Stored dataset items
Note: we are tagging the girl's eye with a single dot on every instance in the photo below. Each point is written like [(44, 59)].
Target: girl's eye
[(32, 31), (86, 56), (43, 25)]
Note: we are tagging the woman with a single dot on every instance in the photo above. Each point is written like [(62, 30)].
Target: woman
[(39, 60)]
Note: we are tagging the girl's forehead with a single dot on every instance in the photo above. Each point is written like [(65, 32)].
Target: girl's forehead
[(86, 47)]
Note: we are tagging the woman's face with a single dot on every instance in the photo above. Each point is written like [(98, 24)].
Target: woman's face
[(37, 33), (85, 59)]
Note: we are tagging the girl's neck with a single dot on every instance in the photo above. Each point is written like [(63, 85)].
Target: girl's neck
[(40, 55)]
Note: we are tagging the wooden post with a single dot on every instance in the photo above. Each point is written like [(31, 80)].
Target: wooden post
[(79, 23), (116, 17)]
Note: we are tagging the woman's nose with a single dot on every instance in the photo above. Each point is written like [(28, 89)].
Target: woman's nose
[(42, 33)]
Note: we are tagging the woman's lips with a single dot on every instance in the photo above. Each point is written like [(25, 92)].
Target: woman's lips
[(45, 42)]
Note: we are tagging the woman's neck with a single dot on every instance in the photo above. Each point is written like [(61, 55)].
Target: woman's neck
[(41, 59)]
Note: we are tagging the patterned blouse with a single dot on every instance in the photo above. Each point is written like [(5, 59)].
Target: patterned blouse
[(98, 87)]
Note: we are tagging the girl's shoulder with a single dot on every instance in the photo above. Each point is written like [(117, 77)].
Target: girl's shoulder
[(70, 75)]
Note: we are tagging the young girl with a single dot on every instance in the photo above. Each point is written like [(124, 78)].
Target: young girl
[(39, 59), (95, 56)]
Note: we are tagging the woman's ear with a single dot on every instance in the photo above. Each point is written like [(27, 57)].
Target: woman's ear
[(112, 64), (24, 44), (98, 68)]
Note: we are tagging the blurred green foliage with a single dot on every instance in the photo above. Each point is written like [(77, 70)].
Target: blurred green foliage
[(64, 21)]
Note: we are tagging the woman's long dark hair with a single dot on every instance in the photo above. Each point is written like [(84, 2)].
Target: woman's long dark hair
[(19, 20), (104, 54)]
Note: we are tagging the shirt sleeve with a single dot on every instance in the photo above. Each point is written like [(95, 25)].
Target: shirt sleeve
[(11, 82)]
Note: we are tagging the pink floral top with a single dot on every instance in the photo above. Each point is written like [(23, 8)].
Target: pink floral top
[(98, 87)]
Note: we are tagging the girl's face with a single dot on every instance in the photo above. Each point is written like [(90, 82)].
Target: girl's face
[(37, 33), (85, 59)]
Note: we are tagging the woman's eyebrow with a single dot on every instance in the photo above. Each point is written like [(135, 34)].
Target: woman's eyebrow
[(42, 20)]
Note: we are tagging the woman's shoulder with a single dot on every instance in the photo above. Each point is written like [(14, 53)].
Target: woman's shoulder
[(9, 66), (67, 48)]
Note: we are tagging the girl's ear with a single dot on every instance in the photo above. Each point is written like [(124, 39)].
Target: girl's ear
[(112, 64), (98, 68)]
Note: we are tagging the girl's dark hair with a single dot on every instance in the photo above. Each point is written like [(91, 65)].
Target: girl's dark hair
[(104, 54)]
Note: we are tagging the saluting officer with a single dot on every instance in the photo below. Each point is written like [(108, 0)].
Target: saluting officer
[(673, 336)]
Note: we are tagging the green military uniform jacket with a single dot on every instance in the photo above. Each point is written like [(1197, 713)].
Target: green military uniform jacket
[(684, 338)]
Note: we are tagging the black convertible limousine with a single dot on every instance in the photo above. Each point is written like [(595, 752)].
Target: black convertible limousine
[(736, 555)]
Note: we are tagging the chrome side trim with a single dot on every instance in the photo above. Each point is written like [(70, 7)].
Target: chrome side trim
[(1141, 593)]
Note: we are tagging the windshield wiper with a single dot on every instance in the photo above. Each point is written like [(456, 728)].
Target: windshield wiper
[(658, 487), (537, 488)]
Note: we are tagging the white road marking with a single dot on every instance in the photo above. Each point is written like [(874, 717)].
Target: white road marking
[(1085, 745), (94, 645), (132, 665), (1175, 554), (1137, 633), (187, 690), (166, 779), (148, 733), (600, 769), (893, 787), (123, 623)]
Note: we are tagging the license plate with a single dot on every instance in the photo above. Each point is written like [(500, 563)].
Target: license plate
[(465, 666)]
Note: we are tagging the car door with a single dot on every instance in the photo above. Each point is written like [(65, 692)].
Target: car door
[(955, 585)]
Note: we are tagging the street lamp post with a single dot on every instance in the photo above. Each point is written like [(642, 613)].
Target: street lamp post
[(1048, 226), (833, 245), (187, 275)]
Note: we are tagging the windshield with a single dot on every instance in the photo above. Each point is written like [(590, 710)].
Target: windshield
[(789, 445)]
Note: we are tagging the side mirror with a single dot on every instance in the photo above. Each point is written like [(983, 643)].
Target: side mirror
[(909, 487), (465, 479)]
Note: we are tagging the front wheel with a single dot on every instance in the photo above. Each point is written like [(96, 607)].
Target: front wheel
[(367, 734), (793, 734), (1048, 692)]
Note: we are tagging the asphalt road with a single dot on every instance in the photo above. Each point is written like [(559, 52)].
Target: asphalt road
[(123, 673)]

__Exercise prompt__
Give back each entry exactly as it was written.

__Solution for this exercise__
Note: we are tagging the girl's eye with a single dot on every instance in the photo below. Each point is written like [(44, 59)].
Target: girl's eye
[(32, 31), (86, 56), (43, 25)]
Note: we are tagging the woman with a single dot on every instance in the photo above. Each point is written like [(62, 30)].
Target: woman
[(39, 60)]
Note: we are tagging the girl's forehead with a single dot on every instance in the photo above. Each point is written like [(65, 32)].
Target: girl's forehead
[(86, 47)]
Note: we are tagging the woman's face with a single dot on every instance in the photo above. Each point is written like [(98, 24)].
Target: woman's face
[(37, 33), (85, 59)]
Note: we are tagging the girl's neck with a single dot on every instance in the photo above. Each point is written like [(63, 85)].
Target: girl's neck
[(40, 55)]
Note: we are tagging the wooden post with a single dot on every instance in the photo above. Each point is written like [(31, 80)].
Target: wooden post
[(79, 23), (116, 17)]
Note: we are tagging the woman's nose with a single dot on every instance in the photo above. Each point is written like [(28, 89)].
Target: woman's nose
[(42, 33)]
Note: we are tagging the woman's lips with a single dot on every instance in the photo above. Each point is written like [(25, 92)].
Target: woman's lips
[(45, 42)]
Note: we are tagging the woman's neck with a single dot on every instance in the photo above. Each point is written like [(61, 55)].
Target: woman's neck
[(41, 59)]
Note: we are tagging the patterned blouse with a single dot on every instance in the photo above. Each point is written like [(5, 59)].
Target: patterned blouse
[(98, 87)]
Note: we are tagging the girl's shoulder with a single dot on every instance in the photo above. Each point is written like [(117, 77)].
Target: girl's shoulder
[(70, 75)]
Note: we are tagging the young girl with a single dot on every instance in the photo above. Each point is written like [(124, 78)].
Target: young girl
[(39, 59), (95, 56)]
Note: we are tagging the woman's ear with a single dot on every instance in the photo above. Each point is written like [(27, 57)].
Target: woman's ear
[(112, 64), (24, 44), (98, 68)]
Note: we are tagging the blurred green foliage with a single dot on every instance in the photo above. Each point is written like [(77, 70)].
Target: blurred green foliage
[(64, 21)]
Note: we are tagging the woman's long dark hair with a single dot on every instance in the photo above. Each point is written like [(84, 2)].
Target: woman's long dark hair
[(19, 20), (104, 54)]
Note: we are tagging the shirt sleeve with a single dot on every instance in the photo above. Each point is written like [(95, 25)].
Target: shirt sleeve
[(11, 82)]
Note: we are tagging the pink floral top with a single dot on every instance in the photo above. Each point is written like [(23, 8)].
Target: pink floral top
[(98, 87)]
Note: we are tagging the girl's face with a single dot on every instance in the photo above. Each point is written like [(90, 82)].
Target: girl's face
[(37, 33), (85, 59)]
Note: we are tagging the woman's eyebrow with a single dot on every instance in the photo above. Each point is written like [(135, 34)].
Target: woman's eyebrow
[(42, 20)]
Note: we are tagging the woman's shoulder with a single dot on every instance in the photo above. Each point is written like [(14, 53)].
Target: woman's shoulder
[(9, 66), (67, 48)]
Note: we are tagging the girl's ear with a single dot on every instance in the photo above. Each point is written like [(124, 39)].
Target: girl's ear
[(112, 64), (98, 68)]
Note: we are tagging the girl's dark hair with a single dot on every instance in the photo above. Each point is written like [(91, 65)].
Target: girl's dark hair
[(104, 54)]
Note: we are tagging the saluting officer with a single dot on every instance in the photo below. Each point is written like [(108, 0)].
Target: saluting officer
[(673, 336)]
Note: we are tagging the green military uniform jacket with a single dot on every instance in the photo above. Each point is written like [(1197, 713)].
Target: green military uniform jacket
[(684, 338)]
Note: we are tagging the black convertible limousine with a single dot on every instance in the photo above. Each point is written like [(595, 752)].
Target: black convertible limousine
[(736, 555)]
Note: we are tagging the chrome side trim with a single dot on every instance in the photo above. Each point is written like [(70, 7)].
Target: chrome side trim
[(1141, 593)]
Note: we are tagging the windshield wiper with a single dot on every instance in the photo above. Each point is written like [(456, 728)].
Target: windshield wiper
[(658, 487), (537, 488)]
Note: we are tagging the white road marking with a single dot on every instance in the photo above. Each point is written like [(874, 717)].
Target: white road marking
[(1085, 745), (94, 645), (132, 665), (1175, 554), (1137, 633), (187, 690), (166, 779), (148, 733), (600, 769), (893, 787), (123, 623)]
Note: we are tagging the license plate with a single dot on every instance in the photo above. Each point is written like [(500, 563)].
Target: license plate
[(465, 666)]
Note: we are tagging the car door with a single dot on every instance in the photo above. Each point is written like [(65, 692)].
Target: car door
[(955, 585)]
Note: we are tagging the street lamp post with a single dot on every instance in the photo above. Each point is written like [(642, 613)].
Target: street lamp post
[(1048, 226), (833, 245), (187, 275)]
Note: we are tagging the windshield with a single dot on every instance in the photo above. Each point is written like [(590, 710)].
Target: windshield
[(789, 445)]
Note: we are tagging the side mirror with a single dot on every instance in the photo above. Each point is written like [(983, 643)].
Target: side mirror
[(909, 487), (465, 479)]
Note: we are tagging the front wheel with a single dot on every instance in the photo above. Each point is written like [(96, 607)].
Target: front wheel
[(367, 734), (793, 734), (1048, 692)]
Note: we are tagging the asphalt road with a single dot on every instance in the photo above. Each point is written like [(559, 52)].
Target: asphalt road
[(123, 673)]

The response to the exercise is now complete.